> SOURCE PASSAGE:
# # # #


Analysis

  1. Aggregate quantitative metrics by angle and format. Group posts by angle (e.g. “tax anxiety” vs. “expense tracking”) and by format (poll vs. story vs. educational). Compare engagement rate, not raw likes — a post that reached fewer people but engaged a higher fraction of them is a stronger signal.

  2. Cluster qualitative comments thematically. Categorize comments by theme: agreement/recognition, personal stories, questions asked, solutions mentioned, objections, and related topics raised. Look for patterns across multiple posts. Comments that start with “This is so true because…” are particularly valuable — they contain unprompted customer language and context.

  3. Interpret high-resonance angles. High engagement on a specific angle indicates which framing of the problem resonates most strongly. Posts where people tag friends or share personal stories indicate emotional resonance — the problem is real and felt. Questions in the comments reveal what information the audience is seeking.

  4. Interpret low or flat results. If engagement is consistently low across all angles despite adequate reach, the audience may not be active on the chosen platforms, or the problem may not be significant enough to generate discussion. Before concluding the topic does not resonate, sanity-check content quality and posting times — low engagement may reflect execution, not topic.

# # # #

> STORED DATA:
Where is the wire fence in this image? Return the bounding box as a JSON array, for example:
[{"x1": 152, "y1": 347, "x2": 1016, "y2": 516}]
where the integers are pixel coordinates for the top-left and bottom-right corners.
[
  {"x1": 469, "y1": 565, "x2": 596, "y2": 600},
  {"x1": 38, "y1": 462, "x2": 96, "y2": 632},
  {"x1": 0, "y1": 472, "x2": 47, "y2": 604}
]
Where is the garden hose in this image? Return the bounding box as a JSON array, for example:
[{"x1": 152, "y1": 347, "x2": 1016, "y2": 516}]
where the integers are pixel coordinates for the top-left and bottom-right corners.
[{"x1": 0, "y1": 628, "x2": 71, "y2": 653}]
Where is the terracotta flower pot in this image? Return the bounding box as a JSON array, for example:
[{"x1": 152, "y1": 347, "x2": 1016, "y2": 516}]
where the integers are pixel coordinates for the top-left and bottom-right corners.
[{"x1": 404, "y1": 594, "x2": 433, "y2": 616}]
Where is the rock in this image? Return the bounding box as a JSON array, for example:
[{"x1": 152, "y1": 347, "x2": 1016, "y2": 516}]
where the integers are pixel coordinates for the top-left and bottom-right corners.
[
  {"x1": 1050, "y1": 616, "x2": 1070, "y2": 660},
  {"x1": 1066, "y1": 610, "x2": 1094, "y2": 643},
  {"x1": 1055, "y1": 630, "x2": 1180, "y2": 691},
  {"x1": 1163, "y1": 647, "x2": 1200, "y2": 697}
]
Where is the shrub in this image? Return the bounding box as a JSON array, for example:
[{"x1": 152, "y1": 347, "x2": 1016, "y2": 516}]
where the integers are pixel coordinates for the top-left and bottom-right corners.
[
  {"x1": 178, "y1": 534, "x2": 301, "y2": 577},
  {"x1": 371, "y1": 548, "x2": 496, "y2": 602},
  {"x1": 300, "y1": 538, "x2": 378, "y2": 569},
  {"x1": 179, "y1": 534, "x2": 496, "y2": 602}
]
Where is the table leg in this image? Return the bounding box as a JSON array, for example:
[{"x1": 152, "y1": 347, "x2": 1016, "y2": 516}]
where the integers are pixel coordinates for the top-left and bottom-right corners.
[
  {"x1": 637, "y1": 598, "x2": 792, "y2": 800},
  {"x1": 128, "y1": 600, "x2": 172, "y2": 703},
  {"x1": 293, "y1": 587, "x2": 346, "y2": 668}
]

# # # #

> EXERCISE PROMPT: Please quote the analysis passage from "1. Aggregate quantitative" up to and including "a stronger signal.". The lines are separate material, apart from the analysis passage.

> REPLY TO THE TASK:
1. Aggregate quantitative metrics by angle and format. Group posts by angle (e.g. “tax anxiety” vs. “expense tracking”) and by format (poll vs. story vs. educational). Compare engagement rate, not raw likes — a post that reached fewer people but engaged a higher fraction of them is a stronger signal.